Advantages of diversity for off-the-shelf SQL database servers: some empirical results
Diversity, fault-tolerance, performance, SQL servers
This work building upon previous research in the DOTS project explored the possible gains in
dependability and performance from using off-the-shelf database servers.
We have also demonstrated empirically the potential for performance improvement
through diverse redundancy. Diverse SQL servers exhibit systematic differences
in their processing of SQL statements – server A executes some types
of statements faster than server B while B is faster than A to execute
other types of statements. Deploying diverse SQL servers in parallel,
thus, allows for performance boost (e.g. when the fastest response is
returned to the client) impossible to achieve with multiple replicas of
the same SQL server. Performance gains achievable with diverse redundancy
vary depending on the application profiles and can be significant for
Use of SQL server diversity for dependability improvements
Fault tolerance is often the only viable way of obtaining the required system dependability from systems built out of “off-the-shelf” (OTS) products. We have studied a sample of bug reports from four off-the-shelf SQL database servers so as to estimate the possible advantages of software fault tolerance - in the form of diverse redundancy - in complex off-the-shelf software. We checked whether these bugs would cause coincident failures in more than one of the servers. We found that very few bugs affected two of the four servers, and none caused failures, on the same demand, in more than two. We also found that only four of these bugs would cause identical, undetectable failures in two servers. Since these results concerned only a certain snapshot in the evolution of these servers, we then repeated this study with new bugs reported for later releases of two (open-source) of these servers (a paper is in preparation. For updates check City’s CSR diversity page). We found again that very few bugs cause coincident failures. In both studies we also found that very few bugs caused identical, undetectable failures in two servers.
We also studied a sample of bugs reported for later releases of these servers. We checked whether these bugs cause failure on the earlier releases and observed that a significant number of them do not cause failures in the earlier release. These results suggested that a limited degree of fault tolerance can be obtained from using different releases of the same server type.

════

# TASK INSTRUCTIONS
(1) In the passage on SQL server diversity, how many bugs from the first study would cause identical, undetectable failures in two servers?
(2) Resume the passage on SQL server diversity, picking up after its final sentence.

════

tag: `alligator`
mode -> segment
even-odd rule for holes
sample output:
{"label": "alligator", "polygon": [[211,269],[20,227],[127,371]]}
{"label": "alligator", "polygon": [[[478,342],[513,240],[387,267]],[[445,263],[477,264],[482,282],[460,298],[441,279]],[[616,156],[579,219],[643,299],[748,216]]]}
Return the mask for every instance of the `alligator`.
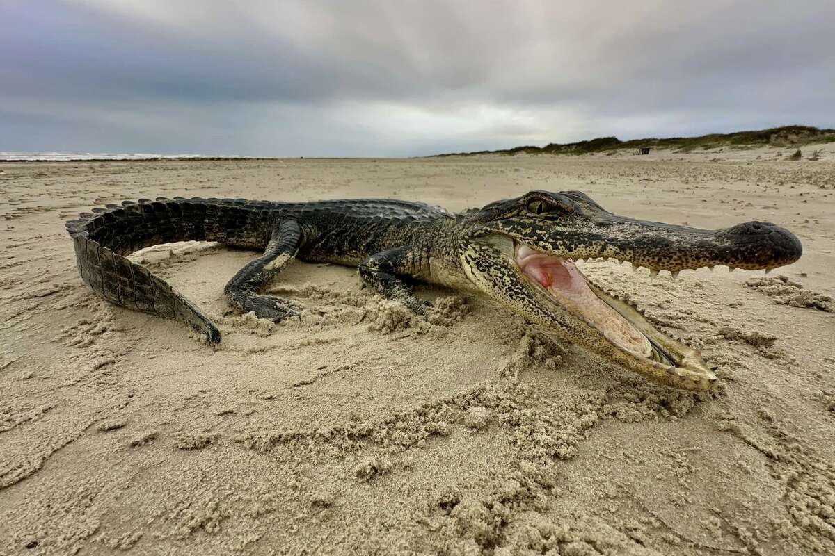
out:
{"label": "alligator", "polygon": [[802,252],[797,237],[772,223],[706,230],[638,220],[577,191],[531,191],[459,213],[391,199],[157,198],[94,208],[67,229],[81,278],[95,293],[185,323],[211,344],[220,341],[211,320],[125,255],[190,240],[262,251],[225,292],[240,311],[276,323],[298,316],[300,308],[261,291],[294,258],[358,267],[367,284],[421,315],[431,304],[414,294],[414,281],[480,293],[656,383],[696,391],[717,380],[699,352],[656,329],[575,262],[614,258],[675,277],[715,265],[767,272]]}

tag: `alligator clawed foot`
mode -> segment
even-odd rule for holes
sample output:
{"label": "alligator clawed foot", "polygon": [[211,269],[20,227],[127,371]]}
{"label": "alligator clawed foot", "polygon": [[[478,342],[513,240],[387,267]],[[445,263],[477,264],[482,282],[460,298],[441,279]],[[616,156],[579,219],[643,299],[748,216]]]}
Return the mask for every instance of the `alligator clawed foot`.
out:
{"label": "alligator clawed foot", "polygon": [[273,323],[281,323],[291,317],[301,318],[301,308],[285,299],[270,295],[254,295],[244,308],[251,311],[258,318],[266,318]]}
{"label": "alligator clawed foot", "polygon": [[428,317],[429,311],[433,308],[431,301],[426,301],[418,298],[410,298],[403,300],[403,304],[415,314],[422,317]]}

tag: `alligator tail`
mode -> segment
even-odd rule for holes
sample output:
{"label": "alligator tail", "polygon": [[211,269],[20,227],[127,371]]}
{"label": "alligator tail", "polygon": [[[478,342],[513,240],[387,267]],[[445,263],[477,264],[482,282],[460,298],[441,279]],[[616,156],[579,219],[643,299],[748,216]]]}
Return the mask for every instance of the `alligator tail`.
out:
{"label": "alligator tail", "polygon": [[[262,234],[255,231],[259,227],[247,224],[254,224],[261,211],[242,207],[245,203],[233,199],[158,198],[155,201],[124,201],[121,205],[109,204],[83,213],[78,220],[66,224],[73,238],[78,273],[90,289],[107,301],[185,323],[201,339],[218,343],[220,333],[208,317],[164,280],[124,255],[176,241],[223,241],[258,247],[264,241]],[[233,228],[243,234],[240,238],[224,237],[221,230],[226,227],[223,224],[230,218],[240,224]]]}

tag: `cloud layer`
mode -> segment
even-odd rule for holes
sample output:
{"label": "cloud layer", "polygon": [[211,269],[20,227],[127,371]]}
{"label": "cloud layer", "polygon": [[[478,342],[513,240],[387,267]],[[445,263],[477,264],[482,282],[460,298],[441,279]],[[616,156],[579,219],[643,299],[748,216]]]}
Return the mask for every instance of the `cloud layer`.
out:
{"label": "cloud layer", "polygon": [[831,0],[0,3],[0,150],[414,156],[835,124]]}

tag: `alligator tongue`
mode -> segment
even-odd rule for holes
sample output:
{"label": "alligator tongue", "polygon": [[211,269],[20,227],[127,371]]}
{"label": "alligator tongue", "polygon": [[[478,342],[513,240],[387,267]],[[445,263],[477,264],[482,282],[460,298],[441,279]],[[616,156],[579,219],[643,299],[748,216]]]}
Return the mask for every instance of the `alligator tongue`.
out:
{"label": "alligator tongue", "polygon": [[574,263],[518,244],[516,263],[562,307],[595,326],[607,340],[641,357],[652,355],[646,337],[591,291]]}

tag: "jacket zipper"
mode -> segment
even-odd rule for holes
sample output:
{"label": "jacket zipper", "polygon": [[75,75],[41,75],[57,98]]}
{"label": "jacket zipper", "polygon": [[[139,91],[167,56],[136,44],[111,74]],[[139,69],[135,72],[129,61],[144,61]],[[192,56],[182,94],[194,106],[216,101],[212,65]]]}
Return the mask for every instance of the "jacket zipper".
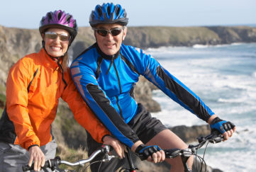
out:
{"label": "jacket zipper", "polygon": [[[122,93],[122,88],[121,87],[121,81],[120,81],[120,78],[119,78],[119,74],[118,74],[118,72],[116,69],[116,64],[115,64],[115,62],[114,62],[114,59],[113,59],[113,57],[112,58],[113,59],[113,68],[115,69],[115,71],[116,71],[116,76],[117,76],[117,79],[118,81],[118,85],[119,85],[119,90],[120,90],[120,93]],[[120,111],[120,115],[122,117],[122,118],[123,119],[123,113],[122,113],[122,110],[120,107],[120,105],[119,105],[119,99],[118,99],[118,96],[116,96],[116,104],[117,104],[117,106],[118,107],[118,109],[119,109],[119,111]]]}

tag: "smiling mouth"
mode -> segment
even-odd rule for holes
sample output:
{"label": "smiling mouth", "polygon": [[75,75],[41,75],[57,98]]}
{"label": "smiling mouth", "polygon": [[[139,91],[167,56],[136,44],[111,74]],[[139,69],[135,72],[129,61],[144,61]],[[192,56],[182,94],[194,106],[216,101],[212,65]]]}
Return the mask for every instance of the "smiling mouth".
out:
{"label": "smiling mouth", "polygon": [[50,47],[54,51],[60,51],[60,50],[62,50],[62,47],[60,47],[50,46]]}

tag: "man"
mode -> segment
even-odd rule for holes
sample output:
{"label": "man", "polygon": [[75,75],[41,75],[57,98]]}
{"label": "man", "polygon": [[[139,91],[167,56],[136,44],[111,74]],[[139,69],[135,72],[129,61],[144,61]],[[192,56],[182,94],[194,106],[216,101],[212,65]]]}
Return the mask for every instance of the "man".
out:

════

# REPLIES
(1) Four.

(2)
In addition we studied the possible gains on fault tolerance from exploiting
data diversity, i.e. rephrasing an SQL statement to a logically equivalent
[sequence of] statements. We have defined a number of generic rephrasing
rules that we propose to use in a server-diverse setting for diagnosing
the faulty server and for state recovery.
Use of SQL server diversity for performance improvements
We studied the performance effects of using diverse servers using the industry standard TPC-C as a client implementation. We have developed a prototype of middleware for database replication with diverse off-the-shelf SQL servers and conducted a series of systematic measurement under different regimes: i) pessimistic, under which the diverse servers vote on the outcome of the individual statements , i.e. we wait for both server responses before reporting it to the client ii) optimistic, under which the fastest response on a statement is reported to the client assuming that only crash failures are possible, iii) optimistic on the individual statement but voting on all statements before the transaction is committed. The preliminary results suggest that possible gains in performance can be obtained through diverse redundancy for the optimistic regimes of operation in comparison with non-diverse replication. In these cases the performance penalty due to diverse replication is small: the diverse replicated server performs always better than the slower non-replicated server and almost as well as the faster non-replicated server.